::: Reading passage :::

Perhaps you’ve been staggering around, drooling, staring off into space, and pawing without coordination at miscellaneous objects within your reach. Perhaps you’re a zombie. Perhaps it’s Monday morning, Jim’s still lurking around the coffee pot, and the idea of discussing your weekend with Jim makes you twitch with sensations of oncoming spontaneous combustion, so you haven’t had your coffee yet. Perhaps I’m already getting way off-topic and thinking about the wrong sort of zombies.
Many people assume that spam’s primary purpose is to sucker you into buying supplements that will fail to make any of your various organs grow larger. But a significant chunk of the spam circulating out there in the email ether has one directive: hijack new email accounts to proliferate the spread of more spam. Computers taken over in this way become part of what’s known as a robot network, or botnet, and are often referred to as “zombies.”
Spammers commonly use spam messages to bring more random, under-protected email accounts into the ranks of their zombie armies. Many botnets are comprised of tens or hundreds of thousands of the millions of home and business computers that have been compromised, and they are the source of the overwhelming majority of all spam, as the Federal Trade Commission reported in a recent consumer alert.

::: The data :::

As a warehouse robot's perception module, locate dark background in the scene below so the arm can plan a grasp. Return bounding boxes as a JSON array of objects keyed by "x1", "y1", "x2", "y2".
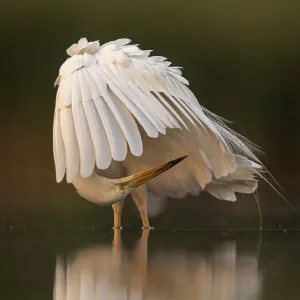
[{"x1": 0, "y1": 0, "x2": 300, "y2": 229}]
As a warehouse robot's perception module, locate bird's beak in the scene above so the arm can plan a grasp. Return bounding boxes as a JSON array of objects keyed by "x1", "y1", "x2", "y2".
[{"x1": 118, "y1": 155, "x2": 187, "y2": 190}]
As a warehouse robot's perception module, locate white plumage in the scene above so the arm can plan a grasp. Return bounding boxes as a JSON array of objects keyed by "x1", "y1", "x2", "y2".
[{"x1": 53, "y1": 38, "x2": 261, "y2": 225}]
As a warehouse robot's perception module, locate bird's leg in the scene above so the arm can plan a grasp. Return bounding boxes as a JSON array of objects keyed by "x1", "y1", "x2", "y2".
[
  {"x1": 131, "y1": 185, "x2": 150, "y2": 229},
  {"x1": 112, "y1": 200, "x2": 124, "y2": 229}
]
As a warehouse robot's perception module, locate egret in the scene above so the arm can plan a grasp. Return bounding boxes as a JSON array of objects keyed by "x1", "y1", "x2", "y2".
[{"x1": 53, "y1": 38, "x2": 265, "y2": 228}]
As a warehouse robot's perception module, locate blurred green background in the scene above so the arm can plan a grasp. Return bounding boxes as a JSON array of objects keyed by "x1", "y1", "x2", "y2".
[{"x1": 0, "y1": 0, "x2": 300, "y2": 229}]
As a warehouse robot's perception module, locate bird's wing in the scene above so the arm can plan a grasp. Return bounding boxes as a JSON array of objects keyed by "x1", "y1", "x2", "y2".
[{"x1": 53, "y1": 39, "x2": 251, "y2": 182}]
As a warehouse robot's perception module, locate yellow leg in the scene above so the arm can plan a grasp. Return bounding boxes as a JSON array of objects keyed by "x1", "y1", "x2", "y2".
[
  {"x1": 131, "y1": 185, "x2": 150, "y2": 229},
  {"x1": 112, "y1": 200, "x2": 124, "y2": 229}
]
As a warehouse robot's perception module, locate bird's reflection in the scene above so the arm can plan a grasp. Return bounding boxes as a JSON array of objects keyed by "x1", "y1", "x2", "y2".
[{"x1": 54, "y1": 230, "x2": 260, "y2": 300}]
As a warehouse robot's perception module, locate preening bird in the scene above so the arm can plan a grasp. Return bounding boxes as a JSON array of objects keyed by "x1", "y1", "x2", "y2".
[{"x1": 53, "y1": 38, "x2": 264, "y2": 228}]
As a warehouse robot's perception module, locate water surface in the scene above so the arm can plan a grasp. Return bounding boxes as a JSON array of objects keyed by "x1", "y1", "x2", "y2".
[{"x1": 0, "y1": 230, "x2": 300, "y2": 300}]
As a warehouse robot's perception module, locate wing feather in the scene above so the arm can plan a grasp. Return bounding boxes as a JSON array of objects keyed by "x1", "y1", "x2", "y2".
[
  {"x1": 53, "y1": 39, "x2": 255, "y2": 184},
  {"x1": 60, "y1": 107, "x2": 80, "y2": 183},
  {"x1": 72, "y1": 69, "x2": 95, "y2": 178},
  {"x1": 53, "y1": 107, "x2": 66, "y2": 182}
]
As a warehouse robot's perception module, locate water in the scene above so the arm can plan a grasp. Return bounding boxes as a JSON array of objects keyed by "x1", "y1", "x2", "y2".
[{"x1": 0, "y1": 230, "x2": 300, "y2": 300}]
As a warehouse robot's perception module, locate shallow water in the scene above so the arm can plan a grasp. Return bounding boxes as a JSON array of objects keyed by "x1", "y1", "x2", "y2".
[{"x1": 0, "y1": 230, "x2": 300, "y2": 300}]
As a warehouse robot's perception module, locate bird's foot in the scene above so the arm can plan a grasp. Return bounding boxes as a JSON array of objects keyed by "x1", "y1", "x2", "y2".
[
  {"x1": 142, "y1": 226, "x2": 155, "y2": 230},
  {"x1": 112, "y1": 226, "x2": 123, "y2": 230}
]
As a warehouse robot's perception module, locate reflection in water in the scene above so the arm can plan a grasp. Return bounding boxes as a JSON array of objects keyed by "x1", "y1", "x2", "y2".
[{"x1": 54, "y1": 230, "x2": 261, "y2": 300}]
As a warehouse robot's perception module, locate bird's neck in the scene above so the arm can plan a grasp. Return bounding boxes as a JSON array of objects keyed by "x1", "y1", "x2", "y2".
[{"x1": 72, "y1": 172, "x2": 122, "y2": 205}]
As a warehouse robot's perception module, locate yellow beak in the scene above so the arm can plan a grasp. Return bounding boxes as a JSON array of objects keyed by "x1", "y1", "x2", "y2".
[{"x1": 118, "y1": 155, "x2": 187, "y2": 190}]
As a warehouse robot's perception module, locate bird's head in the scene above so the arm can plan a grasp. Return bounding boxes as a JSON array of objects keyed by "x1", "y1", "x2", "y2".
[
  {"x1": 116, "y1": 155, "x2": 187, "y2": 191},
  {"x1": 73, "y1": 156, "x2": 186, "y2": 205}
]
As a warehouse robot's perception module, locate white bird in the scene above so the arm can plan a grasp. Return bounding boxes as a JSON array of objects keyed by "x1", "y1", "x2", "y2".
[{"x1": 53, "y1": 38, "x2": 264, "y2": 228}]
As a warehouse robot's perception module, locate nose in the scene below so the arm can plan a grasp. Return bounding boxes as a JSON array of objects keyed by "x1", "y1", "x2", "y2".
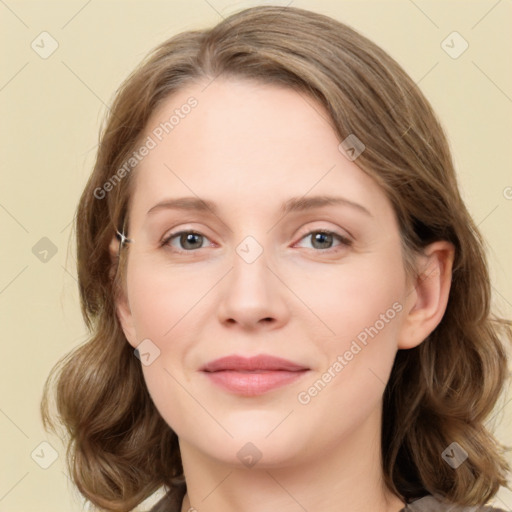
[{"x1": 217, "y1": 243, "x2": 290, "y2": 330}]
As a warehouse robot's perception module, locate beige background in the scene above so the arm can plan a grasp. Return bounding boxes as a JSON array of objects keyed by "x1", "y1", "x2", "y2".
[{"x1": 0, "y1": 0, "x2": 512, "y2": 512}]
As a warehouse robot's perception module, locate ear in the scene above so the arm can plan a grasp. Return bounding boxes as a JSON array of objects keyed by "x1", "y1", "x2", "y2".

:::

[Work instruction 1]
Answer these questions using the passage on spam and zombie computers:
(a) In the Monday morning scenario, who is lurking around the coffee pot?
(b) What is a network of computers taken over by spam called?
(c) Which agency reported that botnets are the source of the overwhelming majority of all spam?
[Work instruction 2] Extend the passage on spam and zombie computers by continuing it from its last sentence.
The listing has no connection to the passage on spam and zombie computers.

[Reply 1]
(a) Jim.
(b) A robot network, or botnet.
(c) The Federal Trade Commission.

[Reply 2]
Your home or office computers can be turned into botnet zombies without your ever knowing. There are a few indications that may arise, including a significant slow-down in the machine’s performance, mysterious emails stored in your sent-mail folder, or baffling complaints about the spam “you” have been sending lately. However, even if you find out that spammers have hijacked your email account, damage was likely already done.
The leading anti-spam email protection technologies today make use of a method known as IP address reputation filtering. Basically, they keep track of what email accounts at specific IP addresses are up to, identifying those that act legitimately and those that act according to spammer patterns. Reputations are thus established for IP addresses, and spam filters consider a sender’s trustworthiness when deciding whether an incoming message is spam. If your home or business computers become zombies, you’ll eventually develop a bad reputation and your emails will be bounced or sorted into spam folders. Consequences can range from slightly inconvenient to completely devastating for personal and professional email uses alike.
As a zombie, your computer may also give a spammer access to files stored within and email addresses in your contact lists. “You” may suddenly start sending your recovering gambling addict boyfriend emails promoting online casinos, or encouraging your grandmother to start purchasing her life-saving medications directly from some guy in a barn in Bolivia. Imagine the interesting interactions you’ll have when your work email account starts sending special offers to your boss and your client roster. You may also find that your host or ISP isn’t particularly happy with you, which can result in your website being shut down or your internet account cancelled.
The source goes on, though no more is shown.